→ Page text
As far as I can understand the MHC, it is more of a skillset whereas IQ is more set in stone. There certainly is a range that your IQ can fall into based on genetic limits, but there are certain things that can make give (I’m leaving that mistake in because it is hilariously ironic) you a higher IQ. It’s difficult to really say what that means because these are constructs based on tests of, primarily, mathematical-logical ability. The research seems to indicate that when we say IQ we do tend to mean some sort of genetic limit on “intelligence,” but it’s a little more complicated than that.
I do know of one study that found a 15 IQ point increase after a several year intensive training program in late adolescents. What this means for adults hasn’t yet been researched, but I think engaging your mind, educating yourself, being healthy, in brief, self-improving, can lead to an increase in, “intelligence.”
Returning to the MHC however, it is a skillset that is very likely correlated with IQ. It is a model of task complexity and so people with higher intelligence will be able to learn the skills faster and likely with a greater fluency than less intelligent people. As a skillset, you MUST be able to operate at the lower stages before you can move on to the next stage because each subsequent stage orients the skills of the previous stage in a non-arbitrary way. You certainly don’t need to be a grandmaster at formal-operations to go to systematic, but you should at least have some level of fluency with it.
As mentioned in the article you posted, parrots taught how to speak are essentially operating with a sentential level of cognitive development. Was this parrot thinking creatively at this level? It’s difficult to say because its IQ or “horsepower” driving the skillset likely made it incredibly difficult to do so. Compare this to a 3 year old human who can achieve a far greater degree of fluency and creativity because its IQ is high enough to allow for faster thinking at this level.

→ Data provided
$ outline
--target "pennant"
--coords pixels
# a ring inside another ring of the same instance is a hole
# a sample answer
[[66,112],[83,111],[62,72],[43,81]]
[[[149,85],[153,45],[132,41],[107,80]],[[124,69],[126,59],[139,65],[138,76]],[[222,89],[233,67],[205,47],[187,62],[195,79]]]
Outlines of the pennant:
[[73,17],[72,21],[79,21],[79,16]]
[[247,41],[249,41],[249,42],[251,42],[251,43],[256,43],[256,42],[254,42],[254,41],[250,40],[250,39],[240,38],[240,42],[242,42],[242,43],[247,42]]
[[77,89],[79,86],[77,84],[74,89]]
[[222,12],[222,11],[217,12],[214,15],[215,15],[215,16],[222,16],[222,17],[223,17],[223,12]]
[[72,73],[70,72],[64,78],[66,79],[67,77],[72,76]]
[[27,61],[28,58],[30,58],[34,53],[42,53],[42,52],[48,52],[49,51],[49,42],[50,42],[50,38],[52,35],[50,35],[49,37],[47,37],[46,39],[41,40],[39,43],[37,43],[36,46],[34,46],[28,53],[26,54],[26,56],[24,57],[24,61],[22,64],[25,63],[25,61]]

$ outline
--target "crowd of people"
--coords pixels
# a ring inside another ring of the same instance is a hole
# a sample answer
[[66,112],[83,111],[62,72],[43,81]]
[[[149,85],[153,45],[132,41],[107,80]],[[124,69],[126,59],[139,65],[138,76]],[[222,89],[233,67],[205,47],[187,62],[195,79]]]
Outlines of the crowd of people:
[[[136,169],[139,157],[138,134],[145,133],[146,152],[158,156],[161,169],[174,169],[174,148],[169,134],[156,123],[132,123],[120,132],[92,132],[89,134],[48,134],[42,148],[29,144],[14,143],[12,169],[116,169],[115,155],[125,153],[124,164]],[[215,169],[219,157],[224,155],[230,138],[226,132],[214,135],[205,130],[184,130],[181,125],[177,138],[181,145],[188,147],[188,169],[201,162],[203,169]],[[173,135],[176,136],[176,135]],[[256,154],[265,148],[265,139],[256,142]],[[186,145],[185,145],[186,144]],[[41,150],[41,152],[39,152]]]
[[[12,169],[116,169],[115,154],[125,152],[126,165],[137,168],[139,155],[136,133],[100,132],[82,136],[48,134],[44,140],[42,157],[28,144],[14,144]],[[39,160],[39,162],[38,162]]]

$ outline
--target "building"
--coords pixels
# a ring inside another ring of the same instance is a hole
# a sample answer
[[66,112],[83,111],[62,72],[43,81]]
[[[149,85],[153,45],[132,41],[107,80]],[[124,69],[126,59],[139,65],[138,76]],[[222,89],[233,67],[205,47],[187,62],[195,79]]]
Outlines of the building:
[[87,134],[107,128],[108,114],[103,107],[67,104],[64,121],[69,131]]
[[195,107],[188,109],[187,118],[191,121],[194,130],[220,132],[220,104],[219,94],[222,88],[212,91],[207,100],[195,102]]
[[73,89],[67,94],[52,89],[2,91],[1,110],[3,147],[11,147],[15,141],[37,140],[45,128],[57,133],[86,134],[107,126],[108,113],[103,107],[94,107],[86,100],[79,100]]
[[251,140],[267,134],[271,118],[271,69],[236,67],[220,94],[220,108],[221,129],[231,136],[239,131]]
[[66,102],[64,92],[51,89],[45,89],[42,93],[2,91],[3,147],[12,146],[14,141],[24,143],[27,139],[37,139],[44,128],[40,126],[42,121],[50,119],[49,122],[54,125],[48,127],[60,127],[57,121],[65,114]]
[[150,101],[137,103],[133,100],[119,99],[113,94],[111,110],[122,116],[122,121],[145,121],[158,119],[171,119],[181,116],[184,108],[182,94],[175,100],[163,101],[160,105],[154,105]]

→ Task item A
From the text on IQ and the MHC, list every activity it names as able to lead to an increase in "intelligence."
→ Task item B
Reproduce the stretch of the text on IQ and the MHC from "As mentioned in" through "at this level.", word for word.

→ Solution A
- engaging your mind
- educating yourself
- being healthy
- self-improving

→ Solution B
As mentioned in the article you posted, parrots taught how to speak are essentially operating with a sentential level of cognitive development. Was this parrot thinking creatively at this level? It’s difficult to say because its IQ or “horsepower” driving the skillset likely made it incredibly difficult to do so. Compare this to a 3 year old human who can achieve a far greater degree of fluency and creativity because its IQ is high enough to allow for faster thinking at this level.